### LISTED RECORDS ###
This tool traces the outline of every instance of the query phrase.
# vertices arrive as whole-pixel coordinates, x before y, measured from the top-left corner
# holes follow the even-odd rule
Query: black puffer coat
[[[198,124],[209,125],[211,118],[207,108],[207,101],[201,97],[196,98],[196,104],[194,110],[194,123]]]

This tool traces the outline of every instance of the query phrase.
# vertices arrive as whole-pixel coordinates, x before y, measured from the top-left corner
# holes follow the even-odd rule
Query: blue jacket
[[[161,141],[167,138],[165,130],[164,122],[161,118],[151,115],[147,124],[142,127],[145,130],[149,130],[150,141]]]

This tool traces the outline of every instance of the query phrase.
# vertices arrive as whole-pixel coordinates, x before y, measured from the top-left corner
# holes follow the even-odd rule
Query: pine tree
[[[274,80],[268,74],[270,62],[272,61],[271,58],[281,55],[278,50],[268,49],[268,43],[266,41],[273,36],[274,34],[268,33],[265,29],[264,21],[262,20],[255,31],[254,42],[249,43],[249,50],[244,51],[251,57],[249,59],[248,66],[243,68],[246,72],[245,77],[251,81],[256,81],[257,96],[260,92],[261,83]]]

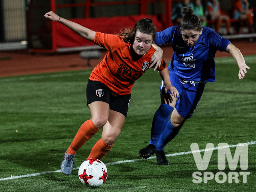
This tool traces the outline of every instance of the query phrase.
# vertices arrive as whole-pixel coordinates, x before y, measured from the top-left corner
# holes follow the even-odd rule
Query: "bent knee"
[[[118,137],[118,135],[115,134],[103,134],[101,135],[102,140],[107,145],[111,145],[115,143]]]
[[[183,120],[177,121],[177,120],[172,120],[171,119],[171,123],[172,126],[175,128],[180,129],[185,123],[185,120]]]
[[[108,121],[108,117],[96,117],[92,118],[94,125],[98,128],[102,127]]]

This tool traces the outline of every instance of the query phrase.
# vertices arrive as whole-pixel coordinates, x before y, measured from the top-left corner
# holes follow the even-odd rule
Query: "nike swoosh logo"
[[[178,46],[177,44],[176,44],[176,45],[175,46],[177,48],[185,48],[185,47],[180,47],[180,46]]]

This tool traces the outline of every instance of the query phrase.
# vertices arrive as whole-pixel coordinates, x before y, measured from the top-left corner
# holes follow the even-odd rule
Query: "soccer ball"
[[[89,159],[80,165],[78,175],[83,184],[97,187],[106,181],[108,177],[108,170],[101,161],[97,159]]]

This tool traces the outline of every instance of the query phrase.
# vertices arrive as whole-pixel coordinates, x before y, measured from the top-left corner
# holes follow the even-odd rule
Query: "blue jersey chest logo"
[[[196,68],[195,61],[196,60],[193,58],[194,53],[192,53],[189,56],[184,56],[184,54],[182,56],[183,58],[181,60],[183,61],[183,64],[187,67]]]

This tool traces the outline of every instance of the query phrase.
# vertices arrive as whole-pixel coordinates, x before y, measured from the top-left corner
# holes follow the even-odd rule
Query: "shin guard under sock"
[[[75,155],[76,151],[100,129],[94,125],[92,119],[81,125],[67,151],[67,154]]]
[[[160,137],[156,146],[156,150],[163,151],[167,144],[175,137],[179,133],[180,128],[175,128],[168,121],[165,128]]]
[[[149,143],[156,146],[160,136],[165,128],[173,108],[168,104],[161,103],[155,114],[151,129],[151,139]]]
[[[92,149],[87,159],[95,158],[100,160],[111,150],[113,145],[109,145],[106,144],[101,138]]]

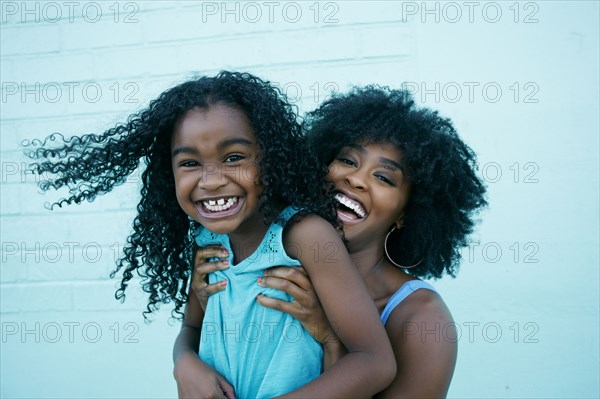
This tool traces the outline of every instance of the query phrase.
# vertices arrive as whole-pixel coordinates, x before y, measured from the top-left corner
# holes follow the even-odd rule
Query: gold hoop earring
[[[385,241],[383,243],[383,250],[385,251],[385,256],[389,259],[390,262],[392,262],[394,264],[394,266],[400,267],[402,269],[412,269],[413,267],[417,267],[421,264],[421,262],[423,262],[423,259],[421,259],[420,261],[418,261],[417,263],[415,263],[412,266],[402,266],[399,263],[394,262],[394,260],[392,259],[392,257],[390,256],[388,250],[387,250],[387,242],[388,242],[388,238],[390,237],[390,234],[392,234],[394,232],[394,230],[400,230],[398,229],[396,226],[392,227],[392,229],[388,232],[388,234],[385,236]]]

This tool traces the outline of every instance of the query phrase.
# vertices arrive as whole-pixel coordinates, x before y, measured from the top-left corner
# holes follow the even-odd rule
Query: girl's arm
###
* REQUEST *
Copy all the data exactly as written, but skip any picture.

* EXERCISE RESULT *
This tool traces the outline of every instance of the query phrase.
# vertices arrive as whole-pixel coordinates, x before y, measured from the top-left corner
# holes follow the even-odd rule
Query: black puffer coat
[[[198,124],[209,125],[211,118],[207,108],[207,101],[201,97],[196,98],[196,104],[194,110],[194,123]]]

This tool traces the outline of every instance of the query phrase.
# vertices arrive as whole-pixel coordinates, x before y, measured from the top-left corner
# holes follow the even-odd rule
Query: blue jacket
[[[161,141],[167,138],[165,130],[164,122],[161,118],[151,115],[147,124],[142,127],[145,130],[149,130],[150,141]]]

This tool traces the outline of every instance of the query phrase.
# vertices arrive as whole-pixel coordinates, x before y, measured from the top-left corner
# holes follow the even-odd rule
Query: pine tree
[[[274,80],[268,74],[270,62],[272,61],[271,58],[281,55],[278,50],[268,49],[268,43],[266,41],[273,36],[274,34],[268,33],[265,29],[264,21],[262,20],[255,31],[254,42],[249,43],[249,50],[244,51],[251,57],[249,59],[248,66],[243,68],[246,72],[245,77],[251,81],[256,81],[257,96],[260,92],[261,83]]]

This tool traces the outline of every instance of the query phrase.
# vertices arrive as whole-pixel coordinates, x before y, measured from the top-left corner
# holes follow the even-odd rule
Query: "bent knee"
[[[118,137],[118,135],[115,134],[103,134],[101,135],[102,140],[107,145],[111,145],[115,143]]]
[[[183,120],[177,121],[177,120],[172,120],[171,119],[171,123],[172,126],[175,128],[180,129],[185,123],[185,120]]]
[[[108,121],[108,117],[96,117],[92,118],[94,125],[98,128],[102,127]]]

This tool traces the outline of every instance of the query phrase.
# vertices arrive as whole-pixel coordinates, x before y, measured from the top-left corner
# holes follow the even-odd rule
Query: "nike swoosh logo"
[[[178,46],[177,44],[176,44],[176,45],[175,46],[177,48],[185,48],[185,47],[180,47],[180,46]]]

This tool traces the outline of every instance of the query phrase.
# vertices arrive as whole-pixel coordinates, x before y, measured from the top-left corner
# holes follow the even-odd rule
Query: "soccer ball"
[[[89,159],[80,165],[78,175],[83,184],[97,187],[106,181],[108,177],[108,170],[101,161],[97,159]]]

This tool traces the outline of every instance of the query phrase.
# vertices arrive as whole-pixel coordinates, x before y, measured from the top-left corner
# holes follow the even-odd rule
Query: "blue jersey chest logo"
[[[196,68],[195,61],[196,60],[193,58],[194,53],[192,53],[189,56],[184,56],[184,54],[182,56],[183,58],[181,60],[183,61],[183,64],[187,67]]]

This tool traces the outline of every instance of the query phrase.
# vertices arrive as whole-pixel coordinates, x before y, measured from the top-left corner
# holes follow the even-odd rule
Query: "shin guard under sock"
[[[75,155],[76,151],[100,129],[94,125],[92,119],[81,125],[67,151],[67,154]]]
[[[160,137],[156,146],[156,150],[163,151],[167,144],[175,137],[179,133],[180,128],[175,128],[168,121],[165,128]]]
[[[149,143],[156,146],[160,136],[165,128],[173,108],[168,104],[161,103],[155,114],[151,129],[151,139]]]
[[[92,149],[87,159],[95,158],[100,160],[111,150],[113,145],[109,145],[106,144],[101,138]]]

This tool traces the outline of every instance of the query phrase.
# vertices arrive as whole-pixel coordinates, x before y, measured from the top-left corner
# holes follow the even-odd rule
Query: gold hoop earring
[[[385,241],[383,243],[383,250],[385,251],[385,256],[389,259],[390,262],[392,262],[394,264],[394,266],[400,267],[402,269],[412,269],[413,267],[417,267],[421,264],[421,262],[423,262],[423,259],[421,259],[420,261],[418,261],[417,263],[415,263],[412,266],[402,266],[399,263],[394,262],[394,260],[392,259],[392,257],[390,256],[388,250],[387,250],[387,242],[388,242],[388,238],[390,237],[390,234],[392,234],[394,232],[394,230],[400,230],[398,229],[396,226],[392,227],[392,229],[388,232],[388,234],[385,236]]]

This tool traces the outline of every instance of the query phrase.
# vertices arrive as whole-pixel coordinates, x before y, measured from the top-left corner
# holes follow the even-odd rule
Query: girl's arm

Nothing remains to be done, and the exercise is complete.